Woman badly burned by abusive husband needs second face transplant
A woman who had 80 per cent of her body burned when her estranged husband beat her with a baseball pat and poured corrosive lye all over her body needs a second face transplant.
Carmen Blandin Tarleton, 51, was so severely burned in the horrific attack in Vermont, US, in 2007, that surgeons had to replace her face.
But six years on, the transplant is failing.
Doctors have discovered tissue damage that will likely lead to the loss of her donor face.
Carmen told The Boston Globe she has no regrets about the first transplant at Brigham and Woman's Hospital in Boston, because it dramatically improved her life.
She learned to play the piano and banjo, wrote a memoir and has spoken out about her experience across the world as a result.
She said: 'I had such a low quality of life prior to my face transplant.
'Do I wish it had lasted 10 or 20 years? Of course.'
More than 40 patients worldwide have received face transplants, including 15 in the United States.
None of the US patients have lost their donor faces, but last year, a French man whose immune system rejected his donor face eight years after his first transplant underwent a second.
Carmen's doctors noted that most transplanted organs have limited life spans and that face transplantation is experimental.
Dr Bohdan Pomahac, director of plastic surgery transplantation at the Brigham, said: 'There are so many unknowns and so many new things we are discovering.

*Problems to work on*
1. Transcribe the passage of the face transplant article that begins with the words containing "But six years" and ends with "underwent a second.".
2. Translate this sentence from the face transplant article into Spanish: "More than 40 patients worldwide have received face transplants, including 15 in the United States."

*Given information*
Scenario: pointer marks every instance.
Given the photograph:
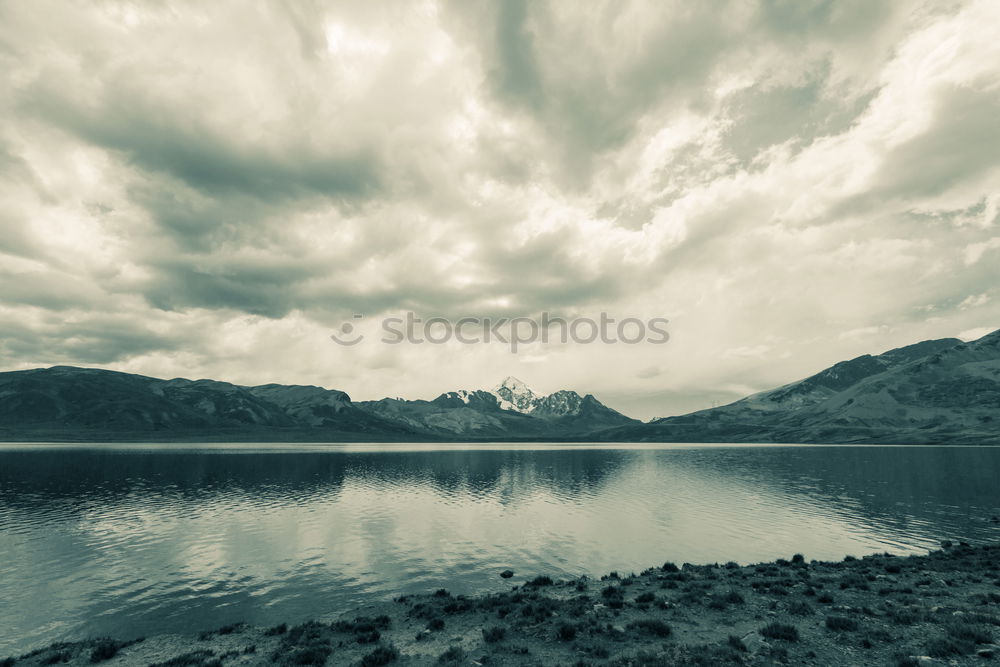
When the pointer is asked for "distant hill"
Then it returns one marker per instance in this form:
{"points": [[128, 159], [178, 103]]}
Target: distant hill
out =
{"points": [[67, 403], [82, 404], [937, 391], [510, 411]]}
---
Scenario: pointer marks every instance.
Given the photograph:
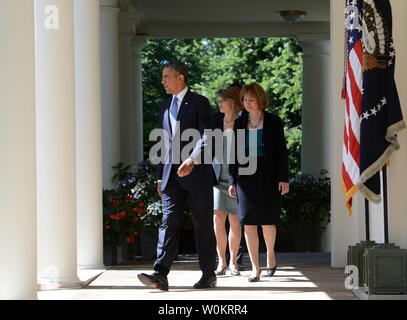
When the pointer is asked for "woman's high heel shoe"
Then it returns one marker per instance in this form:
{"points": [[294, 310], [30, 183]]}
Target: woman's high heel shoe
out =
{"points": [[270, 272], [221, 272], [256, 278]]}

*Responses by item number*
1.
But six years on, the transplant is failing.
Doctors have discovered tissue damage that will likely lead to the loss of her donor face.
Carmen told The Boston Globe she has no regrets about the first transplant at Brigham and Woman's Hospital in Boston, because it dramatically improved her life.
She learned to play the piano and banjo, wrote a memoir and has spoken out about her experience across the world as a result.
She said: 'I had such a low quality of life prior to my face transplant.
'Do I wish it had lasted 10 or 20 years? Of course.'
More than 40 patients worldwide have received face transplants, including 15 in the United States.
None of the US patients have lost their donor faces, but last year, a French man whose immune system rejected his donor face eight years after his first transplant underwent a second.

2. Más de 40 pacientes en todo el mundo han recibido trasplantes de cara, incluidos 15 en Estados Unidos.